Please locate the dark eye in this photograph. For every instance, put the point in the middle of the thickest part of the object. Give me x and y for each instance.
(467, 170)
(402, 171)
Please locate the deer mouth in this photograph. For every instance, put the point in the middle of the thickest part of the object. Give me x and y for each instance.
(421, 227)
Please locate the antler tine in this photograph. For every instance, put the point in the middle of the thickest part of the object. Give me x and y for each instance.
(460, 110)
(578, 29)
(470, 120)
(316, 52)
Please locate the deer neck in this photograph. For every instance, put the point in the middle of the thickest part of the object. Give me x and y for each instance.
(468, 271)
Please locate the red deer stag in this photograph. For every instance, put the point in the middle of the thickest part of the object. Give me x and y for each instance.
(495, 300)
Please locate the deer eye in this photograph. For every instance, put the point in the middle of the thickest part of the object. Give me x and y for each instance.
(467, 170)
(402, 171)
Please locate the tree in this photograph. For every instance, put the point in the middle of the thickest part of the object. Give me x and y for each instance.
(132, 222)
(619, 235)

----------

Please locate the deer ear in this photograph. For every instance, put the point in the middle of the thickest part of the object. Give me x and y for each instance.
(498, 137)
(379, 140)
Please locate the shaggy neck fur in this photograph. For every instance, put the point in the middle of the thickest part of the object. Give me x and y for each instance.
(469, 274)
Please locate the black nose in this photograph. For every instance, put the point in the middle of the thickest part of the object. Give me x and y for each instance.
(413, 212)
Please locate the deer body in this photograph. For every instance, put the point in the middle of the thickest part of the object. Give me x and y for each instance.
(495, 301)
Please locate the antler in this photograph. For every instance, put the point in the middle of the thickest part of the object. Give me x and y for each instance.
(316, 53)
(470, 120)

----------

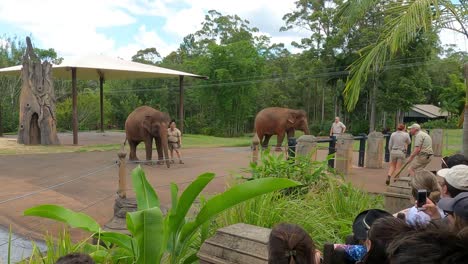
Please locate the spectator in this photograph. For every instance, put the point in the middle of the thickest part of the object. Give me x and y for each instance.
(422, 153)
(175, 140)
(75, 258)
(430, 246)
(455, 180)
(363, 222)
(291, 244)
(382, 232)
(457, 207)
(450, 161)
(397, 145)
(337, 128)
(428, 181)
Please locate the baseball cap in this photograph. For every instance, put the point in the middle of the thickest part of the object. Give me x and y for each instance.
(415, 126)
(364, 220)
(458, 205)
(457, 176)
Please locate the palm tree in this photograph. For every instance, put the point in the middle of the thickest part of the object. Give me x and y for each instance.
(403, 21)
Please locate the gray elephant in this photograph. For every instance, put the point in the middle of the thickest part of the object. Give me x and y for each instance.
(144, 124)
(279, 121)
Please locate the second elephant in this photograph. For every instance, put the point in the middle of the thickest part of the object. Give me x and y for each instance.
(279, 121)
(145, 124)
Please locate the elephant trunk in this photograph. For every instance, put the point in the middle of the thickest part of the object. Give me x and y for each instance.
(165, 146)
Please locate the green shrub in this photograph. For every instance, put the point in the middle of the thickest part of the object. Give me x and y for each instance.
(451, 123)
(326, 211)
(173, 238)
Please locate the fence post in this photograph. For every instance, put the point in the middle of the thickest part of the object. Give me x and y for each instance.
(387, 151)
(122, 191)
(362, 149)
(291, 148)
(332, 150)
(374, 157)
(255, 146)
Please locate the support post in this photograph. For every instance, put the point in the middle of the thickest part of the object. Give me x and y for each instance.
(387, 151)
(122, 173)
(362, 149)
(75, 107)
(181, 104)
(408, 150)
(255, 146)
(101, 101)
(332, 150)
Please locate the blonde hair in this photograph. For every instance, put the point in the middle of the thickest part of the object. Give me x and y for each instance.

----------

▶ **Requirement**
From the lines above, copy out each one that contains the word "tree".

▶ **The solution**
Please locate the tree in this photograph. For every instance, put the point in the middle of the thickest part of the object. Give me x and y for each instance.
Please locate the palm tree in this photograph. For every instance, put the point in the middle of the thickest part of the object. Give me x and y for each instance.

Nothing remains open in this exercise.